* _TEXT SHOWN_

+-------+

I woke up this morning at about 3 o’clock with a pounding head and a throat full of razor blades. We don’t really have the time for man-flu in our household. Children need to get taken to school, beds need to be made, dogs fed, dishes washed. Lying around groaning and talking like Yoda doesn’t get you sympathy. It gets you bitter resentment.
So I decided to deal with it there and then. I staggered through to the kitchen and rifled through the medicine cabinet (yes. We keep our medicines in the kitchen. Right next to the sweets. We like to keep our children on their toes.) to see what I could find. I considered drinking half a bottle of children’s painkiller, but then I found some Corenza C’s.
I don’t think that you get them anywhere else. They are about 50% vitamin C, 10% aspirin, and 40% medical grade heroin. And they work. They really do. But they have a kick like a mule. The wildlife guys use them as a tranquiliser when translocating rhinos. And I took two.
And so, when I awoke for the second time this morning, I was in a bit of a haze. I don’t remember taking the kids to school, but I must have, because they don’t seem to be here. Maybe I should go and make sure they’re not still sitting in the car. And then I sat down to write today’s post. I pulled out the list of potential topics I had written down, but that turned out to be a waste of time. Apparently I’ve forgotten how to read my own writing.

+-------+

* _GIVEN MATERIAL_
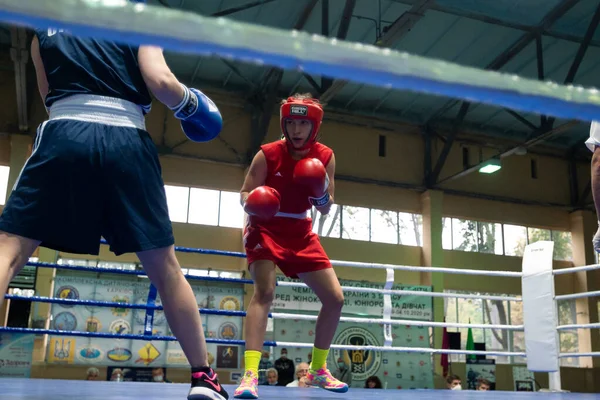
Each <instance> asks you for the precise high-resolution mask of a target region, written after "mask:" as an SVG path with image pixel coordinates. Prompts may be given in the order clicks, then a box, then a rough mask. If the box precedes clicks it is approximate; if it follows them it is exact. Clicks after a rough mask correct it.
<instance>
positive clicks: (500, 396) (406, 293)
mask: <svg viewBox="0 0 600 400" xmlns="http://www.w3.org/2000/svg"><path fill="white" fill-rule="evenodd" d="M0 20H3V21H5V22H9V23H15V24H19V25H23V26H27V27H33V26H35V27H47V26H53V27H56V28H57V29H68V30H70V31H72V32H73V33H76V34H80V35H100V36H102V37H105V38H108V39H118V40H122V41H126V42H130V43H132V44H145V43H152V44H156V45H160V46H162V47H164V48H166V49H169V50H172V51H182V52H186V53H194V54H219V55H221V56H223V57H230V58H232V59H237V60H243V61H248V62H252V63H257V64H267V65H271V66H275V67H280V68H284V69H294V70H302V71H304V72H307V73H316V74H322V75H328V76H330V77H332V78H336V79H347V80H352V81H355V82H360V83H364V84H370V85H377V86H383V87H386V88H394V89H401V90H413V91H418V92H424V93H430V94H437V95H444V96H450V97H454V98H460V99H463V100H467V101H477V102H481V103H487V104H494V105H497V106H504V107H509V108H511V109H515V110H521V111H528V112H538V113H543V114H546V115H552V116H555V117H561V118H578V119H582V120H587V121H591V120H600V96H599V95H598V94H599V92H598V91H597V90H596V89H584V88H581V87H575V86H564V85H558V84H554V83H549V82H539V81H534V80H529V79H524V78H520V77H517V76H513V75H507V74H501V73H497V72H492V71H483V70H478V69H474V68H466V67H461V66H458V65H456V64H452V63H447V62H442V61H437V60H431V59H427V58H424V57H417V56H413V55H409V54H406V53H401V52H397V51H393V50H390V49H383V48H377V47H374V46H368V45H364V44H351V43H345V42H341V41H338V40H335V39H334V40H330V39H327V38H323V37H320V36H316V35H309V34H306V33H302V32H297V31H284V30H277V29H271V28H266V27H259V26H254V25H250V24H244V23H239V22H235V21H231V20H227V19H223V18H207V17H202V16H199V15H189V14H186V13H184V12H181V11H178V10H173V9H164V8H160V9H157V8H155V7H151V6H147V5H144V4H132V3H129V2H128V1H127V0H52V1H48V0H28V1H14V0H13V1H10V0H0ZM157 26H160V27H161V29H163V30H162V31H161V32H160V34H157V33H156V30H157V29H156V27H157ZM189 32H195V34H194V35H189ZM176 250H177V251H178V252H186V253H196V254H205V255H220V256H227V257H237V258H240V257H245V255H244V254H243V253H235V252H227V251H218V250H206V249H191V248H183V247H177V248H176ZM332 264H333V265H334V266H340V267H353V268H371V269H382V270H385V272H386V276H387V278H386V282H385V285H384V288H383V289H374V288H358V287H349V286H348V287H346V286H344V287H343V290H344V291H345V292H350V291H356V292H363V293H375V294H378V295H383V297H384V307H383V310H382V311H383V313H382V317H381V318H358V317H356V318H355V317H342V319H341V321H342V322H352V323H357V324H359V323H365V324H373V323H377V324H380V325H381V326H382V329H383V337H384V345H383V346H372V345H364V346H351V345H340V344H334V345H332V349H334V350H336V349H339V350H355V351H376V352H396V353H425V354H429V355H434V354H467V355H480V356H486V355H487V356H518V357H525V358H526V359H527V366H528V368H529V369H530V370H532V371H536V372H545V373H549V374H550V377H549V382H550V389H551V390H553V391H555V393H546V394H545V396H547V398H550V399H588V398H590V399H591V398H596V396H595V395H585V394H570V393H561V392H560V389H561V386H560V370H559V367H558V365H559V359H560V358H564V357H596V356H600V352H591V353H574V354H573V353H560V349H559V344H558V332H559V331H561V330H571V329H597V328H600V324H577V325H564V326H558V322H557V321H558V319H557V315H556V312H557V311H556V308H557V305H556V301H559V300H567V299H575V298H585V297H595V296H600V292H586V293H578V294H571V295H566V296H555V295H554V281H553V279H554V276H555V275H558V274H568V273H577V272H583V271H588V270H593V269H598V268H600V265H597V264H596V265H590V266H585V267H575V268H567V269H561V270H552V243H551V242H537V243H534V244H531V245H528V246H527V248H526V254H525V256H524V259H523V271H522V272H514V271H485V270H473V269H454V268H437V267H417V266H401V265H388V264H373V263H358V262H348V261H333V262H332ZM29 265H31V266H35V267H39V268H53V269H65V270H72V271H82V272H83V271H85V272H91V273H94V274H97V273H101V272H102V273H110V274H126V275H138V276H144V275H145V274H144V272H143V271H137V270H135V271H134V270H121V271H119V270H114V269H109V268H97V267H88V266H84V265H79V266H77V265H59V264H53V263H44V262H31V263H29ZM397 271H411V272H429V273H444V274H464V275H470V276H474V275H478V276H488V277H511V278H515V279H521V282H522V284H523V297H522V298H518V297H513V298H511V297H505V296H476V295H468V294H458V293H440V292H424V291H411V290H394V289H391V288H392V285H393V283H394V278H395V273H396V272H397ZM186 277H187V278H188V279H189V280H200V281H206V282H210V281H212V282H222V283H236V284H252V281H251V280H248V279H237V278H217V277H199V276H195V275H186ZM286 286H287V287H305V285H304V284H301V283H297V282H284V281H278V287H286ZM152 288H153V287H152V286H151V285H150V290H149V294H148V302H147V303H146V304H127V303H122V302H110V301H97V300H90V299H70V298H58V297H41V296H34V297H21V296H16V295H6V296H5V297H6V298H7V299H18V300H27V301H35V302H41V303H48V304H58V305H68V306H94V307H107V308H119V309H123V308H126V309H137V310H145V311H146V328H145V331H144V334H115V333H102V332H81V331H74V330H57V329H38V328H10V327H5V328H0V332H13V333H25V334H31V335H52V336H64V337H88V338H105V339H131V340H137V341H173V340H175V339H174V338H173V337H170V336H164V335H153V334H152V322H153V313H154V311H157V310H161V309H162V307H161V306H160V305H158V304H155V300H156V290H153V289H152ZM393 295H401V296H403V295H409V296H429V297H432V298H448V297H455V298H477V299H487V300H501V301H507V300H510V301H521V302H523V308H524V325H522V326H521V325H490V324H484V325H482V324H462V323H442V322H428V321H415V320H401V319H394V318H392V303H391V296H393ZM199 312H200V313H201V314H202V315H220V316H235V317H244V316H245V312H244V311H230V310H216V309H211V308H200V309H199ZM269 317H270V318H271V319H274V320H277V319H298V320H307V321H308V320H312V321H314V320H316V316H312V315H304V314H288V313H276V312H273V313H271V314H270V315H269ZM394 325H405V326H418V327H428V328H442V327H446V328H476V329H497V330H512V331H523V332H524V333H525V342H526V351H525V352H510V351H467V350H450V349H434V348H427V347H398V346H396V347H394V346H392V345H391V343H392V333H391V332H392V327H393V326H394ZM207 343H216V344H223V345H227V344H229V345H241V346H243V344H244V341H243V340H229V339H215V338H207ZM265 346H272V347H297V348H307V349H309V348H312V343H296V342H282V341H268V342H265ZM225 386H226V388H227V390H228V392H229V395H230V398H233V391H234V389H235V386H233V385H225ZM188 388H189V384H168V385H156V384H147V383H135V382H120V383H118V384H115V383H113V382H89V381H73V382H67V381H62V380H44V379H29V380H21V379H2V380H0V393H2V395H1V397H2V399H7V400H25V399H31V400H33V399H44V400H58V399H63V398H65V397H66V398H73V397H76V396H77V397H80V396H82V392H83V393H84V394H83V396H84V397H85V398H87V399H102V400H113V399H114V400H116V399H120V400H126V399H139V398H144V399H159V398H160V399H165V398H173V399H176V398H185V396H186V394H187V390H188ZM259 390H260V398H261V399H281V398H282V397H283V396H295V397H297V398H299V399H329V398H346V399H364V398H371V397H373V395H376V396H377V397H378V398H379V399H381V400H391V399H408V398H419V399H432V398H438V397H439V396H440V395H443V396H444V397H448V398H457V399H458V398H460V399H464V398H476V397H477V398H479V397H480V396H487V398H490V399H500V398H502V399H507V398H512V399H520V398H529V397H531V396H536V395H537V394H535V393H526V392H514V393H513V392H487V393H485V394H483V395H482V394H480V393H478V392H475V391H444V392H442V393H440V392H439V391H435V390H422V389H416V388H415V390H382V391H378V392H375V393H374V392H372V391H371V390H367V389H355V388H351V389H350V390H349V392H348V393H346V394H343V395H340V394H333V393H328V392H325V391H323V390H317V389H304V388H281V387H267V386H261V387H260V389H259Z"/></svg>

+-------+

* _STUDY QUESTIONS_
a: In the man-flu post, at about what time did the writer first wake up?
b: Does each statement agree with the man-flu post? Answer yes or no for each, and quote the deciding words.
(i) The household keeps its medicines in the kitchen.
(ii) The writer drank half a bottle of children's painkiller.
(iii) The writer took two of the Corenza C's.
c: Extract the man-flu post's words from "I woke up this" up to and including "you bitter resentment.".
The listing comes from a separate source.

* _NUMBERED RESPONSES_
a: At about 3 o'clock.

b:
(i) Yes: "We keep our medicines in the kitchen."
(ii) No: "I considered drinking half a bottle of children’s painkiller, but then I found some Corenza C’s."
(iii) Yes: "And I took two."

c:
I woke up this morning at about 3 o’clock with a pounding head and a throat full of razor blades. We don’t really have the time for man-flu in our household. Children need to get taken to school, beds need to be made, dogs fed, dishes washed. Lying around groaning and talking like Yoda doesn’t get you sympathy. It gets you bitter resentment.